- **DATA UNDER STUDY**
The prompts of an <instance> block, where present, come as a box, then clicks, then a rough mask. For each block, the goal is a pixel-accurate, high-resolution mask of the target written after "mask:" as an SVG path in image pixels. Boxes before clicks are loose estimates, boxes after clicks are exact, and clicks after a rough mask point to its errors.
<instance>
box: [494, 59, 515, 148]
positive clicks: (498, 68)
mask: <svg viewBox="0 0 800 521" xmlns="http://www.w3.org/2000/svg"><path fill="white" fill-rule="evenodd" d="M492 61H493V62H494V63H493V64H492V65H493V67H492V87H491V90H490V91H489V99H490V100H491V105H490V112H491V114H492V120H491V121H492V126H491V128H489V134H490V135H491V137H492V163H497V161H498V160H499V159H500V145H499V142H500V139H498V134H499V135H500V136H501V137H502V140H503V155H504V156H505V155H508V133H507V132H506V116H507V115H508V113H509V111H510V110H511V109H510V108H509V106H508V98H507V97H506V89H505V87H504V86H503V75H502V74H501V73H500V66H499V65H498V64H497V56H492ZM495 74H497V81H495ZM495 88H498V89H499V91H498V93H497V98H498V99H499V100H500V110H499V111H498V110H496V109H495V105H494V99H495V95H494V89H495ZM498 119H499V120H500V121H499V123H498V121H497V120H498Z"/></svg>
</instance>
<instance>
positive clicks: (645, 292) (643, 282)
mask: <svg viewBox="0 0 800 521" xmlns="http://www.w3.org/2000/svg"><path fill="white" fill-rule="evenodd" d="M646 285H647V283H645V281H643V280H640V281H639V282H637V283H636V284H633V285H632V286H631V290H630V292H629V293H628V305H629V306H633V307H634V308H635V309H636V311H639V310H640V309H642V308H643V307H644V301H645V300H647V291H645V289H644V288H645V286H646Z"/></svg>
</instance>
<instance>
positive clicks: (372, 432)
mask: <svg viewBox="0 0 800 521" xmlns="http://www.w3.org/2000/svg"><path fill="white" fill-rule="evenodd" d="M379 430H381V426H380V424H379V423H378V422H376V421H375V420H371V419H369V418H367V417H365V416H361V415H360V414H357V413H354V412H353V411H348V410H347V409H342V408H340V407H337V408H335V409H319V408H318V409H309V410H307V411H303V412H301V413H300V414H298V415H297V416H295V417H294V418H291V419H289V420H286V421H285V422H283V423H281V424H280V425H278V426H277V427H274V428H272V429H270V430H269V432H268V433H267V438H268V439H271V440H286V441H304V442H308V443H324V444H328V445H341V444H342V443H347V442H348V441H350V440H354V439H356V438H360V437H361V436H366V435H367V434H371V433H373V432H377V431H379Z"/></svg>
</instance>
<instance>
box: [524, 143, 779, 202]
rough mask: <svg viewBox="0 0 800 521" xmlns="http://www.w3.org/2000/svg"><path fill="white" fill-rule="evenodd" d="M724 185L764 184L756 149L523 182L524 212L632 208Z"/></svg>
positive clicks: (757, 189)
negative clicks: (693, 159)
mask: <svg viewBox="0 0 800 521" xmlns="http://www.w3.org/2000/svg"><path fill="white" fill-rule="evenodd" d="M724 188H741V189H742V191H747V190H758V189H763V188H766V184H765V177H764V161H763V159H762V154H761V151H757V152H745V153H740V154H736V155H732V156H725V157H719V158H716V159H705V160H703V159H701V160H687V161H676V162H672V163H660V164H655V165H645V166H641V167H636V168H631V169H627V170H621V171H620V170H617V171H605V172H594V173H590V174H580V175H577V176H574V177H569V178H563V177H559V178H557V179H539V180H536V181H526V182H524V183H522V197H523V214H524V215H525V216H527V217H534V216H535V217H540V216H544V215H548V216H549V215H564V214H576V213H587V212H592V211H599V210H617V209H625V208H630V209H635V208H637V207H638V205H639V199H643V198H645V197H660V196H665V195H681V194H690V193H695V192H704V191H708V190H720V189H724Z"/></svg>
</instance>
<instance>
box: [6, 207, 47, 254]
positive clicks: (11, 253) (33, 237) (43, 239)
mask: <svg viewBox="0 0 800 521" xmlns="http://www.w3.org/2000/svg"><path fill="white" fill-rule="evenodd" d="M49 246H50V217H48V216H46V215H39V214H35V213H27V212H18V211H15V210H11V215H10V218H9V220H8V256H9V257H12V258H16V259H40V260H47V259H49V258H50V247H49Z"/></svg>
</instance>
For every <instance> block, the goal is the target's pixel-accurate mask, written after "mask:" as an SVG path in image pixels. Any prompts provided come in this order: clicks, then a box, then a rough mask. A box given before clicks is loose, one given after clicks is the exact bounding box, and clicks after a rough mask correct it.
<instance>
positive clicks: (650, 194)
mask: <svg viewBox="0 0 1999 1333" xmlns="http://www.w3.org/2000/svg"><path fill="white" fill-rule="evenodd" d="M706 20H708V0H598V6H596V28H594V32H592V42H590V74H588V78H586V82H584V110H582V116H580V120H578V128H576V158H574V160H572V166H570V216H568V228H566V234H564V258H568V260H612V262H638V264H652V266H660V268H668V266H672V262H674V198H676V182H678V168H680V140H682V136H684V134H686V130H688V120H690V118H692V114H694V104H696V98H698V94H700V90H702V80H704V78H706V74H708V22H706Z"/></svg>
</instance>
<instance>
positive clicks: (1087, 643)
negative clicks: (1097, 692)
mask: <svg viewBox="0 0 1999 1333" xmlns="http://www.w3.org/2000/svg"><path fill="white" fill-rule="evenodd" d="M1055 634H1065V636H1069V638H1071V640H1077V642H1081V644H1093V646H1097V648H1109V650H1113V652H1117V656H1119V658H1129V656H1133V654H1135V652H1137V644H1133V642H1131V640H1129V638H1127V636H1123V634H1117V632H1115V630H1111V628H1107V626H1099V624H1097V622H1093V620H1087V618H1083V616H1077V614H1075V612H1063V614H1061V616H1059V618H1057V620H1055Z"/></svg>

- **WORK REQUIRED**
Print every entry exactly as it appears.

- **RESPONSE AREA**
The prompts of an <instance> block, where present, come as a box, then clicks, then a rough mask. For each block, the goal is a pixel-accurate, high-resolution mask of the target written after "mask:" as an SVG path in image pixels. Boxes before clicks are loose estimates, boxes after clicks are exact, and clicks after a rough mask point to its errors.
<instance>
box: [494, 59, 515, 148]
positive clicks: (498, 68)
mask: <svg viewBox="0 0 800 521" xmlns="http://www.w3.org/2000/svg"><path fill="white" fill-rule="evenodd" d="M492 61H493V62H494V63H493V64H492V65H493V67H492V87H491V90H490V91H489V99H490V100H491V105H490V112H491V114H492V120H491V121H492V126H491V128H489V134H490V135H491V137H492V163H497V161H498V160H499V159H500V145H499V142H500V139H498V134H499V135H500V136H501V137H502V140H503V155H504V156H505V155H508V133H507V132H506V116H507V115H508V113H509V111H510V110H511V109H510V108H509V106H508V98H507V97H506V89H505V87H504V86H503V75H502V74H501V73H500V66H499V65H498V64H497V56H492ZM495 74H497V81H495ZM495 88H498V89H499V91H498V93H497V98H498V99H499V100H500V110H499V111H498V110H496V109H495V105H494V99H495V95H494V89H495ZM498 119H499V120H500V121H499V123H498V121H497V120H498Z"/></svg>
</instance>
<instance>
positive clicks: (645, 292) (643, 282)
mask: <svg viewBox="0 0 800 521" xmlns="http://www.w3.org/2000/svg"><path fill="white" fill-rule="evenodd" d="M646 285H647V283H645V281H643V280H640V281H639V282H637V283H636V284H633V285H632V286H631V290H630V292H629V293H628V305H629V306H633V307H634V308H635V309H636V311H639V310H640V309H642V308H643V307H644V301H645V300H647V291H645V289H644V288H645V286H646Z"/></svg>
</instance>
<instance>
positive clicks: (372, 432)
mask: <svg viewBox="0 0 800 521" xmlns="http://www.w3.org/2000/svg"><path fill="white" fill-rule="evenodd" d="M379 430H381V426H380V424H379V423H378V422H376V421H375V420H371V419H369V418H367V417H365V416H361V415H360V414H357V413H354V412H353V411H348V410H347V409H342V408H340V407H337V408H335V409H319V408H318V409H309V410H307V411H303V412H301V413H300V414H298V415H297V416H295V417H294V418H291V419H289V420H286V421H285V422H283V423H281V424H280V425H278V426H277V427H274V428H272V429H270V430H269V432H268V433H267V438H268V439H271V440H286V441H304V442H308V443H324V444H328V445H341V444H342V443H347V442H348V441H350V440H354V439H356V438H360V437H361V436H366V435H367V434H371V433H373V432H377V431H379Z"/></svg>
</instance>
<instance>
box: [524, 143, 779, 202]
rough mask: <svg viewBox="0 0 800 521" xmlns="http://www.w3.org/2000/svg"><path fill="white" fill-rule="evenodd" d="M724 185L764 184L756 149L523 182L524 212L632 208Z"/></svg>
positive clicks: (757, 189)
negative clicks: (693, 159)
mask: <svg viewBox="0 0 800 521" xmlns="http://www.w3.org/2000/svg"><path fill="white" fill-rule="evenodd" d="M724 188H741V189H742V191H747V190H758V189H763V188H766V184H765V177H764V161H763V159H762V154H761V151H757V152H745V153H740V154H736V155H732V156H725V157H719V158H716V159H705V160H703V159H701V160H687V161H676V162H672V163H660V164H655V165H645V166H641V167H636V168H631V169H627V170H621V171H620V170H617V171H605V172H594V173H590V174H580V175H577V176H574V177H569V178H563V177H559V178H557V179H539V180H536V181H526V182H524V183H522V197H523V214H524V215H525V216H527V217H534V216H535V217H540V216H544V215H548V216H549V215H564V214H576V213H587V212H592V211H599V210H617V209H625V208H630V209H635V208H637V207H638V205H639V199H643V198H645V197H660V196H665V195H681V194H690V193H695V192H704V191H708V190H720V189H724Z"/></svg>
</instance>
<instance>
box: [6, 207, 47, 254]
positive clicks: (11, 253) (33, 237) (43, 239)
mask: <svg viewBox="0 0 800 521" xmlns="http://www.w3.org/2000/svg"><path fill="white" fill-rule="evenodd" d="M49 246H50V217H48V216H46V215H39V214H35V213H27V212H18V211H15V210H11V215H10V218H9V220H8V256H9V257H12V258H16V259H40V260H47V259H49V258H50V247H49Z"/></svg>
</instance>
For every <instance> block, the goal is the target's pixel-accurate mask, written after "mask:" as an SVG path in image pixels. Any prompts provided come in this order: clicks, then a box, then a rough mask. A box given before clicks is loose, one given after clicks is the exact bounding box, and clicks after a rough mask correct it.
<instance>
positive clicks: (650, 194)
mask: <svg viewBox="0 0 1999 1333" xmlns="http://www.w3.org/2000/svg"><path fill="white" fill-rule="evenodd" d="M706 20H708V0H598V6H596V28H594V32H592V42H590V74H588V78H586V82H584V110H582V116H580V120H578V128H576V158H574V160H572V166H570V216H568V228H566V234H564V258H568V260H612V262H638V264H652V266H660V268H668V266H672V262H674V198H676V182H678V168H680V140H682V136H684V134H686V130H688V120H690V118H692V114H694V104H696V98H698V94H700V90H702V80H704V78H706V74H708V22H706Z"/></svg>
</instance>
<instance>
positive clicks: (1087, 643)
negative clicks: (1097, 692)
mask: <svg viewBox="0 0 1999 1333" xmlns="http://www.w3.org/2000/svg"><path fill="white" fill-rule="evenodd" d="M1055 634H1065V636H1069V638H1071V640H1077V642H1081V644H1093V646H1097V648H1109V650H1113V652H1117V656H1119V658H1129V656H1133V654H1135V652H1137V644H1133V642H1131V640H1129V638H1127V636H1123V634H1117V632H1115V630H1111V628H1107V626H1099V624H1097V622H1093V620H1087V618H1083V616H1077V614H1075V612H1063V614H1061V616H1059V618H1057V620H1055Z"/></svg>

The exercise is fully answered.